** Opening Passage provided block **

Paper No. 1
Presentation Time: 3:05 PM
DETERMINING FACIES AND ELEMENTS OF PRODUCTIVITY IN GAS SHALE PLAYS: AN EXAMPLE FROM THE DEVONIAN CHATTANOOGA SHALE IN ALABAMA AND TENNESSEE
Devonian to Mississippian shales of the Ouachita and Appalachian orogenic belts produce natural gas at isolated locations across the southern midcontinent region and southern Appalachians. The shales are known by different names in different geographic regions; Barnett in northern Texas, Woodford in southern Oklahoma, Fayetteville in Arkansas, and Chattanooga in Alabama and Tennessee. Although all these units were deposited in deep marine environments in the Paleozoic Iapetus (Proto-Atlantic) Ocean, there are certain lithologic and/or diagenetic properties that influence productivity in different regions today. These properties are likely related to specific mineralogical and geochemical compositions that enhance gas and oil generation and trapping. If certain rock properties are found within a specific lithofacies, a predictive tool can be developed to locate areas of higher productivity that represent areas where the coincidence of geologic factors may result in economically producible accumulations of oil and/or gas.

** Closing Passage provided block **
** Opening Data supplied block **

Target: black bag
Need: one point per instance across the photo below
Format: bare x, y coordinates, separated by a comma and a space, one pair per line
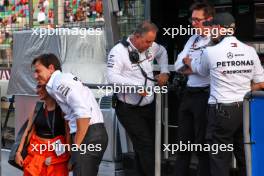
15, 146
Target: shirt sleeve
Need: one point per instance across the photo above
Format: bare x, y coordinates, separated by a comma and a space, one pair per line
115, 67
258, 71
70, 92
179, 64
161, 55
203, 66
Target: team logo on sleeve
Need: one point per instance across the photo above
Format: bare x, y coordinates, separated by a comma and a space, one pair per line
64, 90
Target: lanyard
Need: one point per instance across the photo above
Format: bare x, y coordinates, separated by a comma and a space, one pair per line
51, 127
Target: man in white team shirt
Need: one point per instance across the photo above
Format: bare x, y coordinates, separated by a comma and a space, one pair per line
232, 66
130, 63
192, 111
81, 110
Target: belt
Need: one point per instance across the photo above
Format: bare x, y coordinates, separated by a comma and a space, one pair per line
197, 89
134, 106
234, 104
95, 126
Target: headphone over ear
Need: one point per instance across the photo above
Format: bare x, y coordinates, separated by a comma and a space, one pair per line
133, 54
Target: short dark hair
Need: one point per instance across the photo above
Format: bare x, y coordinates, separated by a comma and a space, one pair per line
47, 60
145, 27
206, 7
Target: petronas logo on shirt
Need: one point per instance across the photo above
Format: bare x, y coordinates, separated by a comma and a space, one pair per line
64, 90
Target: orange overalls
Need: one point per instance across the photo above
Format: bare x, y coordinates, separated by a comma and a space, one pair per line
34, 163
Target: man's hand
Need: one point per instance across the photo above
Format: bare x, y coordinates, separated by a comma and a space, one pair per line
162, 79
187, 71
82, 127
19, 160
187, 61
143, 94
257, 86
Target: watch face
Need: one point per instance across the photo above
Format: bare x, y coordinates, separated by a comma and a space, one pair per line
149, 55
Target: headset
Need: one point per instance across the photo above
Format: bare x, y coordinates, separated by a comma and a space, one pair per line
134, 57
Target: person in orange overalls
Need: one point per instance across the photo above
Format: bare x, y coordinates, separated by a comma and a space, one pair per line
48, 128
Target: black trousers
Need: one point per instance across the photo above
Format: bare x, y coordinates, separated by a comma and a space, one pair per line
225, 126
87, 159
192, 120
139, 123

** Closing Data supplied block **

◆ **Set of tasks**:
1. From the Chattanooga Shale abstract, list each name the shales go by, together with the region the abstract gives for that name.
2. Pick up the Chattanooga Shale abstract after its last sentence and carry it on for a few more sentences in the same technical voice.

◆ **Answers to the problems**:
1.
- Barnett: northern Texas
- Woodford: southern Oklahoma
- Fayetteville: Arkansas
- Chattanooga: Alabama and Tennessee

2.
We are developing a regional three-dimensional facies model of the Devonian Chattanooga Shale in Alabama and Tennessee. Mineralogical and geochemical data from outcrops and subsurface sources will be used to determine total organic carbon (TOC), maturity, and geochemical parameters to identify source rock locations and reservoir facies. Fractures, essential for gas shale production, are examined to determine their physical characteristics (e.g., height and width), frequency, and density as related to host lithotype and orientation. The relationship of these features to major tectonic episodes will be determined. Burial history is also being evaluated by examining the thermal alteration of organic materials and microfossils, diagenetic changes in clays, and progression of silica diagenesis and induration.